[Input records]:
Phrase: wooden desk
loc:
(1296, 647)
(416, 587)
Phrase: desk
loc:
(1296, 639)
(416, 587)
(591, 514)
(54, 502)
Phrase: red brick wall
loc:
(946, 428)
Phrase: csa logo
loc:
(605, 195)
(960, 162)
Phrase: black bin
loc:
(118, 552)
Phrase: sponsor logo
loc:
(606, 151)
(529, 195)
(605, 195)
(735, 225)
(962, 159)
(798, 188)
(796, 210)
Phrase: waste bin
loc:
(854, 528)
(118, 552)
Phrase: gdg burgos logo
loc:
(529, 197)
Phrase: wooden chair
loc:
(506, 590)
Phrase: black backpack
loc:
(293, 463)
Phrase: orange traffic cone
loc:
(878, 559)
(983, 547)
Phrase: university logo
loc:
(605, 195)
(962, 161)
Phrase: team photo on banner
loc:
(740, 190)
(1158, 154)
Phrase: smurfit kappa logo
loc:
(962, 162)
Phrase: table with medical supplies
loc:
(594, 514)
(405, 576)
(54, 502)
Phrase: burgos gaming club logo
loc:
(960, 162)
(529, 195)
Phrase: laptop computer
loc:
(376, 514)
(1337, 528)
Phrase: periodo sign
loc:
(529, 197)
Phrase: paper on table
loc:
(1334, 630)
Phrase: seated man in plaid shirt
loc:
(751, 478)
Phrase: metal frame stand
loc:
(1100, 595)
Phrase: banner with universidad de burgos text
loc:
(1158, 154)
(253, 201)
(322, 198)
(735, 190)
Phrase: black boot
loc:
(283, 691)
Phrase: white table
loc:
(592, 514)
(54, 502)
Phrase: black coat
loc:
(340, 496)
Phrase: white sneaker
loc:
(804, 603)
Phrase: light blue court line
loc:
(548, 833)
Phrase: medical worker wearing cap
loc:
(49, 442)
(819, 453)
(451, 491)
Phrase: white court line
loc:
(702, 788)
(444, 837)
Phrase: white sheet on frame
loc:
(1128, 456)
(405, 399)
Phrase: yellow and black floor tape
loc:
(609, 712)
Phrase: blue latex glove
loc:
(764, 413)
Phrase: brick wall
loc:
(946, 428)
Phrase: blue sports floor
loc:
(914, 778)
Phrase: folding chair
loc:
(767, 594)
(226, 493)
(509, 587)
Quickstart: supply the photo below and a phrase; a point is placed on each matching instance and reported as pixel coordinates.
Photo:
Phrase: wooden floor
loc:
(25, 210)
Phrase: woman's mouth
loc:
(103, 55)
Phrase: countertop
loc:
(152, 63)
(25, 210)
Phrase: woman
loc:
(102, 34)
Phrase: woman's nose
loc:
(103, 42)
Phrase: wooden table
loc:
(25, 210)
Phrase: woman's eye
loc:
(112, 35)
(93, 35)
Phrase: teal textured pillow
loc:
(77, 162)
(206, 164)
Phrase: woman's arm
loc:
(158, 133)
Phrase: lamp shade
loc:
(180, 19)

[Written request]: Reproduce all of the entries above word for word, keeping every line and its order unchanged.

[Task solution]:
Phrase: wooden desk
loc:
(1296, 647)
(416, 587)
Phrase: desk
loc:
(1296, 639)
(416, 587)
(591, 514)
(54, 502)
Phrase: red brick wall
loc:
(946, 428)
Phrase: csa logo
loc:
(605, 195)
(960, 162)
Phrase: black bin
loc:
(118, 552)
Phrase: sponsor logo
loc:
(606, 151)
(529, 195)
(605, 195)
(735, 225)
(962, 159)
(798, 188)
(796, 210)
Phrase: waste bin
loc:
(854, 528)
(118, 552)
Phrase: gdg burgos logo
loc:
(529, 197)
Phrase: wooden chair
loc:
(506, 590)
Phrase: black backpack
loc:
(293, 463)
Phrase: orange traffic cone
loc:
(878, 559)
(983, 547)
Phrase: university logo
loc:
(605, 195)
(962, 161)
Phrase: team photo on banner
loc:
(740, 190)
(1158, 154)
Phrase: smurfit kappa logo
loc:
(962, 162)
Phrase: table with medical supplies
loc:
(594, 514)
(405, 576)
(54, 502)
Phrase: burgos gaming club logo
loc:
(960, 162)
(529, 195)
Phrase: laptop computer
loc:
(376, 514)
(1337, 528)
Phrase: periodo sign
loc:
(529, 197)
Phrase: paper on table
loc:
(1334, 630)
Phrase: seated man in plaid shirt
loc:
(751, 478)
Phrase: metal frame stand
loc:
(1100, 595)
Phrase: banner with universidad de burgos text
loc:
(1158, 154)
(253, 201)
(322, 198)
(735, 190)
Phrase: black boot
loc:
(283, 691)
Phrase: white table
loc:
(592, 514)
(54, 502)
Phrase: black coat
loc:
(340, 496)
Phrase: white sneaker
loc:
(804, 603)
Phrase: light blue court line
loc:
(548, 833)
Phrase: medical worker wearing cap
loc:
(49, 442)
(819, 453)
(451, 491)
Phrase: white court line
loc:
(702, 788)
(444, 837)
Phrase: white sheet on frame
loc:
(1128, 456)
(405, 399)
Phrase: yellow and black floor tape
loc:
(609, 712)
Phrase: blue latex glove
loc:
(764, 413)
Phrase: brick wall
loc:
(946, 428)
Phrase: blue sports floor
loc:
(914, 778)
Phrase: folding chair
loc:
(767, 594)
(226, 493)
(509, 587)
Quickstart: supply the photo below and a phrase; a point is placed on each matching instance and reported as pixel coordinates.
Photo:
Phrase: wooden floor
loc:
(25, 210)
Phrase: woman's mouth
loc:
(103, 55)
Phrase: countertop
loc:
(152, 63)
(25, 210)
Phrase: woman
loc:
(102, 34)
Phrase: woman's nose
loc:
(103, 42)
Phrase: wooden table
loc:
(25, 210)
Phrase: woman's eye
loc:
(112, 35)
(93, 35)
Phrase: teal textured pillow
loc:
(77, 162)
(206, 164)
Phrase: woman's arm
loc:
(158, 133)
Phrase: lamp shade
loc:
(180, 19)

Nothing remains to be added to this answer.